* **TASK STATEMENT**
Count the lines below that contain the string "american", treating uppercase and lowercase letters as different, and give only that number.

━━━━━ INPUT MATERIAL ━━━━━

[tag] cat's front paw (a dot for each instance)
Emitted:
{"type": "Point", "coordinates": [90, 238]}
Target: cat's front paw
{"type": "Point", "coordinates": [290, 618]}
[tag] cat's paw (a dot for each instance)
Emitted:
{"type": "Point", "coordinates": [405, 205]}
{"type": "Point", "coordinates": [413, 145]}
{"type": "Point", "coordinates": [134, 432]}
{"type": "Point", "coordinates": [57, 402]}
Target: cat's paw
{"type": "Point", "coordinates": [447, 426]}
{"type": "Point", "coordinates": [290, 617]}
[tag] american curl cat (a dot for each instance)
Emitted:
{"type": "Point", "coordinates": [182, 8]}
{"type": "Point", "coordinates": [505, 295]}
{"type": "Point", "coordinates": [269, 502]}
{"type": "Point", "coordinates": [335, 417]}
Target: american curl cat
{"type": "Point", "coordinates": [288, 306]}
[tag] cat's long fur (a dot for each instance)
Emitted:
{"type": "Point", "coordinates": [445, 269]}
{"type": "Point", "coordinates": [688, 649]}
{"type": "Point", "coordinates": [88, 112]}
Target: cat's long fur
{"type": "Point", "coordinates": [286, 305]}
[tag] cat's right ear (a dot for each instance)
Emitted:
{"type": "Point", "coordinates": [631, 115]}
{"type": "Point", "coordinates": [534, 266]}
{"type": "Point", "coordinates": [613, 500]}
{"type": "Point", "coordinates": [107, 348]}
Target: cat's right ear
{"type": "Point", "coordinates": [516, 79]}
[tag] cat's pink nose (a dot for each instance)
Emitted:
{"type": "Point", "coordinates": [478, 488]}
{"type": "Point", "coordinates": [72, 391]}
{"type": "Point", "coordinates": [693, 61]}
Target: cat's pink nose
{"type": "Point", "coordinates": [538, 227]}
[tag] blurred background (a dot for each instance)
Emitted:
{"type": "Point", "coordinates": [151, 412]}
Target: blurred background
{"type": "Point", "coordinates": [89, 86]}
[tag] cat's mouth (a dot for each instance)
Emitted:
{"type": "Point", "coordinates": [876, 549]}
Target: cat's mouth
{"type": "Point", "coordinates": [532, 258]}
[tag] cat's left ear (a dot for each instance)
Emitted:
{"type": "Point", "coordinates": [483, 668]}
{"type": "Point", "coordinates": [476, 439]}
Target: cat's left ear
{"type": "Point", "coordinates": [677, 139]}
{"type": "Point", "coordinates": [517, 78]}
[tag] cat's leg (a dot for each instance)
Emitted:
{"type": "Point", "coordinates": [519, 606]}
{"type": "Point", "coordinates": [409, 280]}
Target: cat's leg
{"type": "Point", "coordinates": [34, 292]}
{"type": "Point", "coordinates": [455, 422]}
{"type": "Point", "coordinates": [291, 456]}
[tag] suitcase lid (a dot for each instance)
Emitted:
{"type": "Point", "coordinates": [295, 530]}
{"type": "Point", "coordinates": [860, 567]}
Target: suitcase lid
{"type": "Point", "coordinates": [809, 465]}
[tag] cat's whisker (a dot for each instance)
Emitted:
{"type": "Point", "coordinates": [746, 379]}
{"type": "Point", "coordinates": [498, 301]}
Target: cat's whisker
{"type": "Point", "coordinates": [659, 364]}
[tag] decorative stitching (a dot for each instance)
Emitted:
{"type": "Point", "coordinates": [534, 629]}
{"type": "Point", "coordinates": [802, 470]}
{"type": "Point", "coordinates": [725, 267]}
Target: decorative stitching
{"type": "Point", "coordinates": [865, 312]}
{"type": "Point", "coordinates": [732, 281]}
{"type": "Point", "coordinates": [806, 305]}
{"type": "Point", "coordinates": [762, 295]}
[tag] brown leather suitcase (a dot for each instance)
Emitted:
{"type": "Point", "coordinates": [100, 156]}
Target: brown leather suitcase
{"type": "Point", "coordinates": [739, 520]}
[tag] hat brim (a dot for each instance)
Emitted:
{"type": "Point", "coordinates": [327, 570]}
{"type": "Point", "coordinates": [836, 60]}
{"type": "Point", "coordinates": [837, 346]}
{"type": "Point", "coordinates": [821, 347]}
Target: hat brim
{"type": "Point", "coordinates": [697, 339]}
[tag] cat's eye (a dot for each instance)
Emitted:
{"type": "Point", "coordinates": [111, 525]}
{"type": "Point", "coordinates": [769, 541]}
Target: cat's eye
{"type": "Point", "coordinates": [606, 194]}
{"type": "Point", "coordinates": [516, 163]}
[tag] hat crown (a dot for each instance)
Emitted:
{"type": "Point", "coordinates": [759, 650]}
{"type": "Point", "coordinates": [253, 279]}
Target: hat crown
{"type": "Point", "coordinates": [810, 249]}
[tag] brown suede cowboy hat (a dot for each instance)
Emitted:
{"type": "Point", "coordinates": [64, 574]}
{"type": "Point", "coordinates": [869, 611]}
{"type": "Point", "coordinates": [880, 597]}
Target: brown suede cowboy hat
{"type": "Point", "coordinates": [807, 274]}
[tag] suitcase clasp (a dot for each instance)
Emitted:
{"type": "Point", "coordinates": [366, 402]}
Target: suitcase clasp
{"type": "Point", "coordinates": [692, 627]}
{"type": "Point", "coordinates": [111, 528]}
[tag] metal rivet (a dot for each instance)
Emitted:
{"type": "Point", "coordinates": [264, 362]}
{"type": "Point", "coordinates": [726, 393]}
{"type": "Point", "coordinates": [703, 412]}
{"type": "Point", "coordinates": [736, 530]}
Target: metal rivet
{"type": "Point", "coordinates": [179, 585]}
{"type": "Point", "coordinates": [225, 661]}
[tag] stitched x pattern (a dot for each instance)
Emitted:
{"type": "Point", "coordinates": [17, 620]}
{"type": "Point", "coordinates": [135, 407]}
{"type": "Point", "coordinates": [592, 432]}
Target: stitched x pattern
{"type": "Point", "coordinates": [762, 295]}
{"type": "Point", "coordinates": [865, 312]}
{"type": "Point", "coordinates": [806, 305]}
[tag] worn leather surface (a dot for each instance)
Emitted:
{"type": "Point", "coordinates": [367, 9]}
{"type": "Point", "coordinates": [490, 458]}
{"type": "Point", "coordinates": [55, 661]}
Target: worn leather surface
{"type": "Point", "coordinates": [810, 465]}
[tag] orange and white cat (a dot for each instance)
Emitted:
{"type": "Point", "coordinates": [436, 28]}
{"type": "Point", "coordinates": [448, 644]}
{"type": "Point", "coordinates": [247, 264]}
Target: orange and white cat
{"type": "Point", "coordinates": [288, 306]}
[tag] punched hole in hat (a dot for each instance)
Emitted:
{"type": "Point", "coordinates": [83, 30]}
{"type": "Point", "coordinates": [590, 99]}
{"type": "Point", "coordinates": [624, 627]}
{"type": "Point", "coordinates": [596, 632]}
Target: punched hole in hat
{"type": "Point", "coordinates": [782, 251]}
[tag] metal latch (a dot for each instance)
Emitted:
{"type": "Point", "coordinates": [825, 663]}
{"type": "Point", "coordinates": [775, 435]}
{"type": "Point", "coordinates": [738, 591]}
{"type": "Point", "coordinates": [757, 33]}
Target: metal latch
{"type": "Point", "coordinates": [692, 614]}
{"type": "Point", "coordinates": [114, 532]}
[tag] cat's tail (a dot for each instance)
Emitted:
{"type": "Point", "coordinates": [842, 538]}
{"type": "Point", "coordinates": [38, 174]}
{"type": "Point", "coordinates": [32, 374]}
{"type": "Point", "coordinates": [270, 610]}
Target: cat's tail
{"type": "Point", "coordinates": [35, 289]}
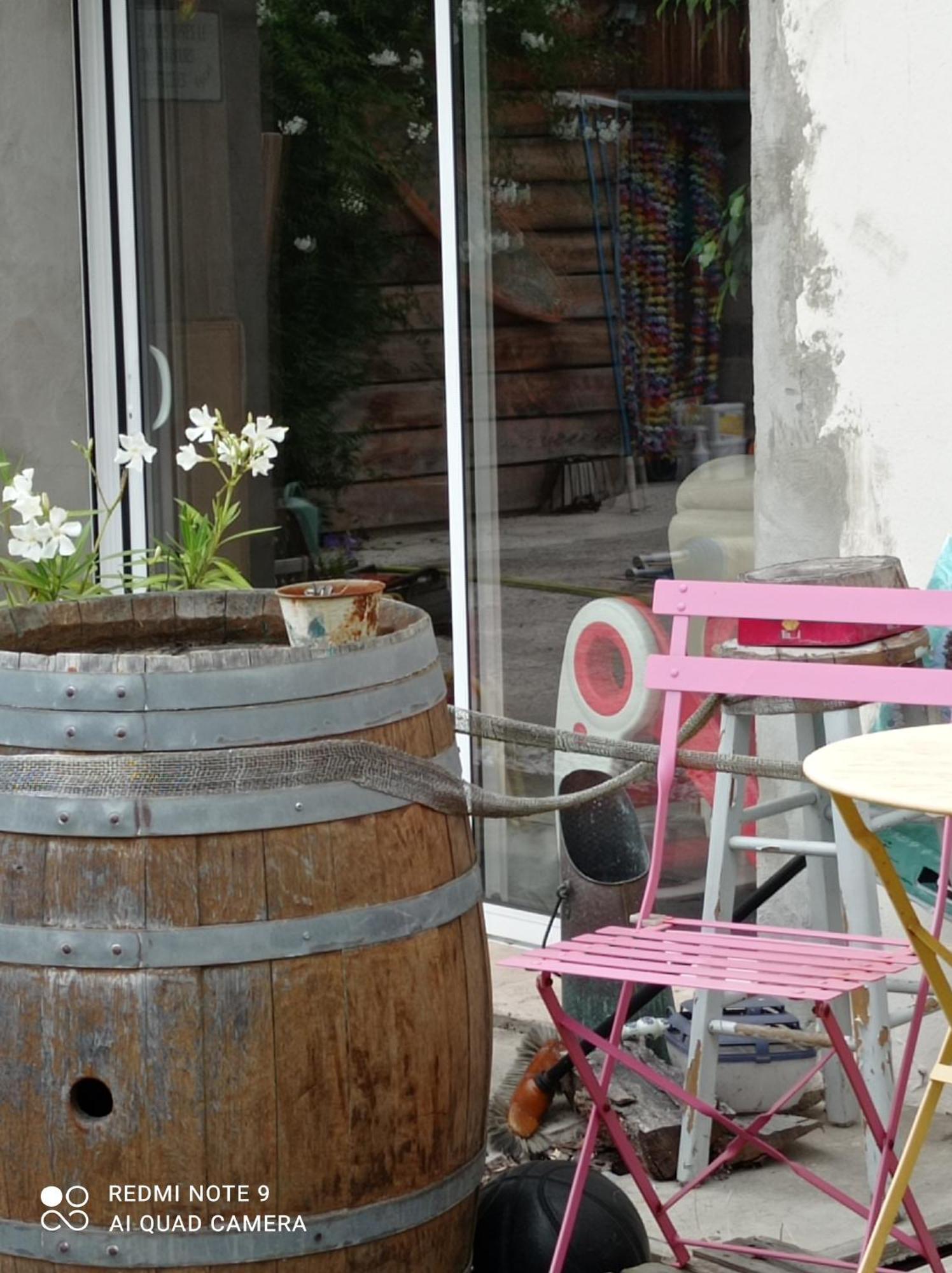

━━━━━

* **COMPLETED EXERCISE**
2